EXERCISE GOAL: All lines of the material below that include the string "instance" are to be copied.

DATA TO USE:
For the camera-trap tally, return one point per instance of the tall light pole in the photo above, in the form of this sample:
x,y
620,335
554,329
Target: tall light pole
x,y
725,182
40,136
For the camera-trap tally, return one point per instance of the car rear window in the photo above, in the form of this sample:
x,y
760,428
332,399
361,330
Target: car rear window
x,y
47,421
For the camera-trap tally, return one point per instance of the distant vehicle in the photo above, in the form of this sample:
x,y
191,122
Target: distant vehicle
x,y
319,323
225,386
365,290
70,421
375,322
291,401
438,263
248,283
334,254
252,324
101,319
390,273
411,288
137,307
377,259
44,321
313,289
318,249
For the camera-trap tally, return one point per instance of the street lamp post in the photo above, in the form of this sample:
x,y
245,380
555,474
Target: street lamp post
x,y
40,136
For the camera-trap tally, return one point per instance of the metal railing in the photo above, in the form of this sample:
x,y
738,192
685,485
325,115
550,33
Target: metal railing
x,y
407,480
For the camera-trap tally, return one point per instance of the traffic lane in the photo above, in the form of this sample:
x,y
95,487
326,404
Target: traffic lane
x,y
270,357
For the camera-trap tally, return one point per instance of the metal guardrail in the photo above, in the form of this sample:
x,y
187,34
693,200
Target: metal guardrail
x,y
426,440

==

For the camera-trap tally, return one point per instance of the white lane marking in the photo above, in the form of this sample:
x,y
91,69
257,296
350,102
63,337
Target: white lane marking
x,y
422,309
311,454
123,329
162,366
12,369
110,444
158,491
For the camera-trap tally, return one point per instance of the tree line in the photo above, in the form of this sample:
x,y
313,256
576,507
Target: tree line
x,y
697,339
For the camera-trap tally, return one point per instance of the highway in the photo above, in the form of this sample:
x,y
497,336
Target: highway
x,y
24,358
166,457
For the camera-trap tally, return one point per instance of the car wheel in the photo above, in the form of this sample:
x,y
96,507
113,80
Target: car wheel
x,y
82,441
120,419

ANSWER TO THE PROBLEM:
For the camera-trap tally, return one point per instance of the tall light pole in the photo above, in the form of this sample:
For the camera-trap tally, return one point per instance of the car rear window in the photo above, in the form of this sample:
For the camera-trap tally, return one point per instance of the distant vehicle in the photo above, in the form of this sample:
For the camera-trap tally, return one point per instance of the street lamp post in the photo above, in the form of this sample:
For the camera-trap tally, return one point per instance of the metal railing in the photo above, in the form of this sample:
For the camera-trap tally, return one point per instance of the traffic lane in the photo above, in the form of this sample:
For the camera-trap tally, return one point per instance of the metal guardrail in the photo above, in the form of this sample:
For the camera-trap tally, return one point per instance of the white lane marking in the photo above, in the form of this sample:
For the camera-trap tally, return one point per instance of the tree line in the photo above, in the form of this sample:
For the camera-trap tally, return one point per instance of the highway in the photo above, in the form of this sample:
For the camera-trap tally, return one point per instance of the car wheel in the photo above, in the form of this sample:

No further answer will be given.